▸ EXERCISE BRIEF: Gather every line of the rows below that contains the string "above" and copy each one. Case counts.

▸ DATASET RECORDS:
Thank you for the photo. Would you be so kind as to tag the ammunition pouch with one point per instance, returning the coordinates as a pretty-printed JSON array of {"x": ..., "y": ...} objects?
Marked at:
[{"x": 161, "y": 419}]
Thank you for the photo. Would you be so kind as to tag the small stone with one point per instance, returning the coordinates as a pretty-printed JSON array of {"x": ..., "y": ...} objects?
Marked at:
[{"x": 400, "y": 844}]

* * *

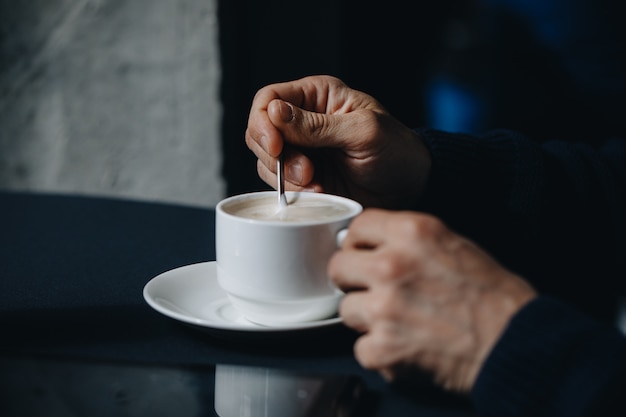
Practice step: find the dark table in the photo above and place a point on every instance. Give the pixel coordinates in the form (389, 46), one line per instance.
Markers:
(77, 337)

...

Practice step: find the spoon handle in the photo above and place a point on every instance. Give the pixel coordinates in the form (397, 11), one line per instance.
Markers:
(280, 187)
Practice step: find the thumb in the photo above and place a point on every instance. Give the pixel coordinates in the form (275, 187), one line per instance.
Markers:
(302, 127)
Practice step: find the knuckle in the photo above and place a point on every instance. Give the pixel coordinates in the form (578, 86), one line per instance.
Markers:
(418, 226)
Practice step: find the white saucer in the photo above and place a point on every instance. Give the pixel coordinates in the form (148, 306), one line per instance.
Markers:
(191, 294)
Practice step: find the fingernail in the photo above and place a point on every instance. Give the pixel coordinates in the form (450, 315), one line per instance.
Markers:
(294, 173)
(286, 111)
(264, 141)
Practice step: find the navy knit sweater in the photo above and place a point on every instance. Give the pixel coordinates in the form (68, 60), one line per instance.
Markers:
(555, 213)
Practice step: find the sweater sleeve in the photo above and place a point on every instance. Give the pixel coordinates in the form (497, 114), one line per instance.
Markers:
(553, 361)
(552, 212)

▸ SOLUTION FOR THIS EXERCISE:
Practice step: find the dark table in the photo above and place a point on every instance. Give the pixel coordinates in the form (389, 46), one line per instance.
Practice step: find the spoon handle in the photo above and place a point on every instance. Give the pixel coordinates in the form (397, 11), one line per instance.
Practice step: find the thumb in the photo above and place a point on every instance. Give the pixel coordinates in the form (275, 187), one line per instance.
Practice step: find the knuckle in the photo above and place a point on every instance. Give the pixel coordinates in the form (578, 86), one line per instance.
Practice step: find the white saucer in the photo above and place a point on every instance. Give the pixel coordinates in the form (148, 306), one line per instance.
Practice step: find the fingernail in the photo above and place a point on every instance. Give the pixel coordinates in the form (450, 315), one line per instance.
Practice step: find the navy knit sweater in the photo above and place a point on every instance. Give the pixel coordinates in the form (68, 60), one line per instance.
Practice step: find the sweater sleeve in the photo above and place a point on every instance. Give the pixel coordinates in the form (497, 114), one line per instance.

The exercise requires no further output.